REQUIRED TASK: Count how many lines of the items below contain the word "child", and give only that number.
# RECORDS FOR THIS TASK start
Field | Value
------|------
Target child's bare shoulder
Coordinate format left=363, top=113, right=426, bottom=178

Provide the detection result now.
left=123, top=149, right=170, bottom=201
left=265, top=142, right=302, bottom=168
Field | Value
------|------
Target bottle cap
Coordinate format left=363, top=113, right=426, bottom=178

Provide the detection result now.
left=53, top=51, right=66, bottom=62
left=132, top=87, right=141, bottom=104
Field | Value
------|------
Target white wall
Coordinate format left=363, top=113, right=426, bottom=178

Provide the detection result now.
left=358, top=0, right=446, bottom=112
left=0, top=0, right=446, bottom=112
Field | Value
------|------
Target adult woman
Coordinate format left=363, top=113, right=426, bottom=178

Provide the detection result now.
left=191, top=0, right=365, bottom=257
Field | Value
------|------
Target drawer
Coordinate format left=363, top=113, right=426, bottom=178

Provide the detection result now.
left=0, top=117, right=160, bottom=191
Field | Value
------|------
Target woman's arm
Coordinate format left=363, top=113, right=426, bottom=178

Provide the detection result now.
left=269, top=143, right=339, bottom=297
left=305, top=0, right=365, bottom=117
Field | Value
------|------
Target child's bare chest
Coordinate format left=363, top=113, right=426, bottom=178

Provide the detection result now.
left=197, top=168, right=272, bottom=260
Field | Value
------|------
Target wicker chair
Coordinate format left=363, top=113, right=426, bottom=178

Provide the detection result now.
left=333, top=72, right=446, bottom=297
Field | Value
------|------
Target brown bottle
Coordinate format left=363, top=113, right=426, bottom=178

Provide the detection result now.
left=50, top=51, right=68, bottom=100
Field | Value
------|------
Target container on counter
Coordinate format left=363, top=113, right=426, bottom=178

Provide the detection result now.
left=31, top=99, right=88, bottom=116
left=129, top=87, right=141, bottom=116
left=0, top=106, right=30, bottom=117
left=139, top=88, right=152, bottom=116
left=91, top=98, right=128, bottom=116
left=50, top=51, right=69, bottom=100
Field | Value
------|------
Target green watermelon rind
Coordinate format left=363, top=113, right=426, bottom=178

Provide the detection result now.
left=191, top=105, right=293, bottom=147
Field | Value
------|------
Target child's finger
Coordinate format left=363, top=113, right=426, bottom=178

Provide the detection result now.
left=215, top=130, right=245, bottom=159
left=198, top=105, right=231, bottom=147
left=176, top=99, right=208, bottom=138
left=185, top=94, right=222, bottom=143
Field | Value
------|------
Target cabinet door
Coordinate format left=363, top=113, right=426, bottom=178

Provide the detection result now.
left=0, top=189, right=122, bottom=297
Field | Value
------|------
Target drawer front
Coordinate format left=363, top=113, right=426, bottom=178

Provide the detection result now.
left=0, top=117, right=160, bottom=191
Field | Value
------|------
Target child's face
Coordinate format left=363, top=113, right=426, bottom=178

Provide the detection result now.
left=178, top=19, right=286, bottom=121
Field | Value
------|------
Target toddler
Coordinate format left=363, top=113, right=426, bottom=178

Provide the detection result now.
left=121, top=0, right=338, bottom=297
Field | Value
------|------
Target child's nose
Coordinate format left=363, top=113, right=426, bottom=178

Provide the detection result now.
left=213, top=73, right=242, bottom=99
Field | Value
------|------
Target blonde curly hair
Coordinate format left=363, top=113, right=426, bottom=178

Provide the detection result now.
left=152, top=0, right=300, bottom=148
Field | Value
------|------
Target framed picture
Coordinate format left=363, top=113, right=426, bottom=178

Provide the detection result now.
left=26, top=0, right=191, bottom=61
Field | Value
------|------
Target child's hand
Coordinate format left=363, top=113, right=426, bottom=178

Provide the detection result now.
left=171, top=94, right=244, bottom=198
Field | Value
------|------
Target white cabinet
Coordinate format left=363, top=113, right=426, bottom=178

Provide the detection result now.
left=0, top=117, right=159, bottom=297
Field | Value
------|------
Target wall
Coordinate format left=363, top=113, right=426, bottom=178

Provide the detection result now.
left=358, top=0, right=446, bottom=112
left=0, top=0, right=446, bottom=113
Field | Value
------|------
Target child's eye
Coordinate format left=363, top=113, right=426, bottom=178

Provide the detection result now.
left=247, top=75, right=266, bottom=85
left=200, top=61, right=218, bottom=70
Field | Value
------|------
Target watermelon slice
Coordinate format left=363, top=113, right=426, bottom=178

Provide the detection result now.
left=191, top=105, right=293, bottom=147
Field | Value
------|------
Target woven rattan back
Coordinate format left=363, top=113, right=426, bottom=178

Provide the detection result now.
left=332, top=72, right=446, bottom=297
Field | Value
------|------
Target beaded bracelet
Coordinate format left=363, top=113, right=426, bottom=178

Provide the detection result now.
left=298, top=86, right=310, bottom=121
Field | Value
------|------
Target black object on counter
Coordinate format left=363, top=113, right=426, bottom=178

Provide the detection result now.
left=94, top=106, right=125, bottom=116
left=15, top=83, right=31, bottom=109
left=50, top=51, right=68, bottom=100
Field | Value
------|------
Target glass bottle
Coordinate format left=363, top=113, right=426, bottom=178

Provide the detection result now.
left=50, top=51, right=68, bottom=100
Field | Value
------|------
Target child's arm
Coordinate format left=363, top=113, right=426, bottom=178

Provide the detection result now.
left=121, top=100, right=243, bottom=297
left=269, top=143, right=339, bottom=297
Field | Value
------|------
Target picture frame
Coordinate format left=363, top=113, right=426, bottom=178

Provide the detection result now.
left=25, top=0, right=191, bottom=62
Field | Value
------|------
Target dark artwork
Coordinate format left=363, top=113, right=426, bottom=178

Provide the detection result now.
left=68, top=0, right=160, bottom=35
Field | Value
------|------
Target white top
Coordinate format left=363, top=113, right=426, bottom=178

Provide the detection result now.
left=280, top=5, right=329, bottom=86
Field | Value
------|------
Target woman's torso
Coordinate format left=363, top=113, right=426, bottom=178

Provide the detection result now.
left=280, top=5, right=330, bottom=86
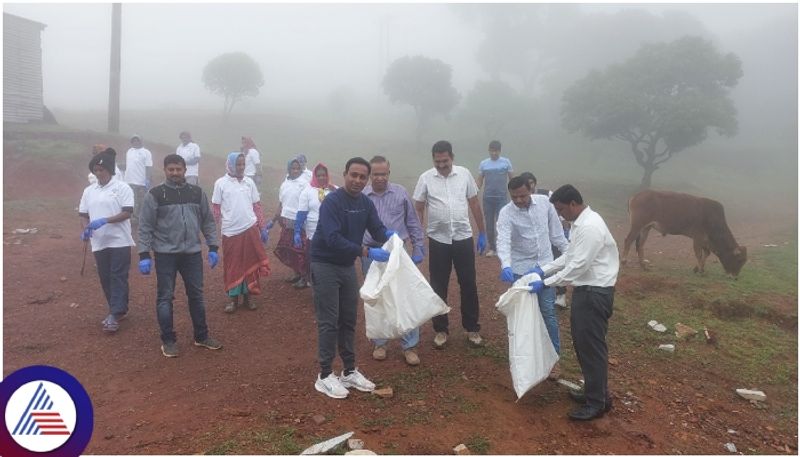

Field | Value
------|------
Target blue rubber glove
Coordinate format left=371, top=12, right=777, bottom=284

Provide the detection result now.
# RECORDS FOR THIS TASK end
SOLUTION: 8